▸ EXERCISE TASK A:
Copy the part of the GROUP BY optimization post that opens with the words containing "Re: POC: GROUP" and closes with "(tuplesPerPrevGroup < output_tuples)", switching "heapSort" to "topNSort".

Re: POC: GROUP BY optimization - Mailing list pgsql-hackers

Hi,

after a bit more time spent on this, I found that the issue is due to
this chunk of code in

    if (heapSort)
    {
        if (tuplesPerPrevGroup < output_tuples)
            /* comparing only inside output_tuples */
            correctedNGroups =
                ceil(2.0 * output_tuples /
                     (tuplesPerPrevGroup / nGroups));
        else
            /* two groups - in output and out */
            correctedNGroups = 2.0;
    }
    else
        correctedNGroups = nGroups;

    if (correctedNGroups <= 1.0)

▸ EXERCISE TASK B:
How many lines of the records contain the string "plastic", matching case? Give the number alone.

▸ GIVEN RECORDS:
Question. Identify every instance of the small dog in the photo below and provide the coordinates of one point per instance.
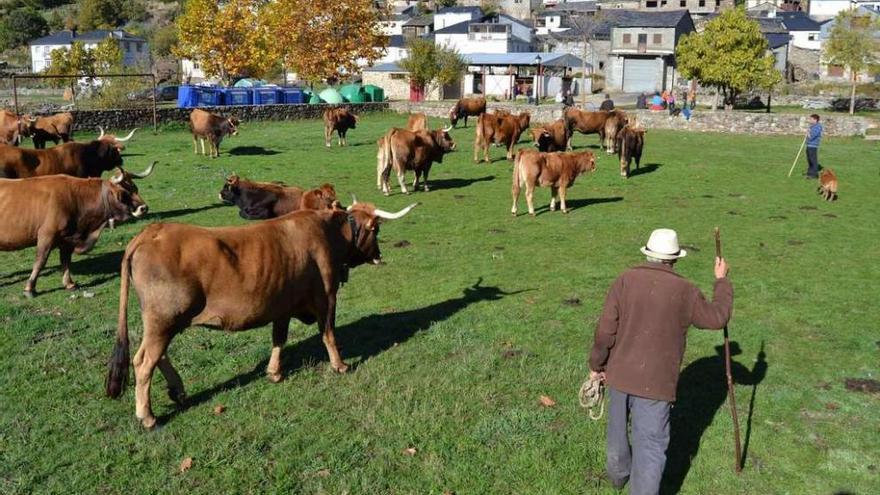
(828, 185)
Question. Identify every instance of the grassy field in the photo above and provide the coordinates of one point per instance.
(474, 316)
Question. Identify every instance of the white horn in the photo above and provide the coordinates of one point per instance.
(394, 216)
(146, 172)
(126, 138)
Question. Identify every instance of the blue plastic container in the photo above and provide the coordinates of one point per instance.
(209, 97)
(187, 97)
(238, 96)
(293, 96)
(268, 96)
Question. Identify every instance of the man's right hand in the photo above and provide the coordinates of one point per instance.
(721, 268)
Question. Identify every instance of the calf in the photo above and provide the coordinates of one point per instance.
(262, 200)
(206, 126)
(339, 120)
(502, 129)
(557, 171)
(828, 184)
(550, 137)
(64, 212)
(404, 150)
(630, 142)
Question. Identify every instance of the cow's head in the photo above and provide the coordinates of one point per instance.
(121, 195)
(364, 219)
(231, 191)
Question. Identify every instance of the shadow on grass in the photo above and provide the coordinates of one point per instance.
(363, 339)
(702, 391)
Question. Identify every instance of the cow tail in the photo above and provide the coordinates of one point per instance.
(117, 367)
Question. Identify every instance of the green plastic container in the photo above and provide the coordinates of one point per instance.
(374, 93)
(331, 96)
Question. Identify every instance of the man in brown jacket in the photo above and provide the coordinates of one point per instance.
(638, 348)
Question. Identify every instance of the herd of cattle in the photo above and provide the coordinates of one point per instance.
(289, 265)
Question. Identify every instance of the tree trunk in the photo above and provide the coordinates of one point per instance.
(852, 95)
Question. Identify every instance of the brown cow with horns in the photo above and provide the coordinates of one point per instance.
(64, 212)
(238, 278)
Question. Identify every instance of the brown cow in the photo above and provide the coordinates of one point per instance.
(585, 123)
(261, 200)
(206, 126)
(14, 127)
(339, 120)
(550, 137)
(404, 150)
(64, 212)
(417, 122)
(828, 184)
(55, 128)
(89, 159)
(466, 107)
(499, 129)
(630, 142)
(616, 121)
(237, 278)
(557, 171)
(118, 142)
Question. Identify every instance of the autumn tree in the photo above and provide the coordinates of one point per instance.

▸ FINAL ANSWER A:
Re: POC: GROUP BY optimization - Mailing list pgsql-hackers

Hi,

after a bit more time spent on this, I found that the issue is due to
this chunk of code in

    if (topNSort)
    {
        if (tuplesPerPrevGroup < output_tuples)

▸ FINAL ANSWER B:
2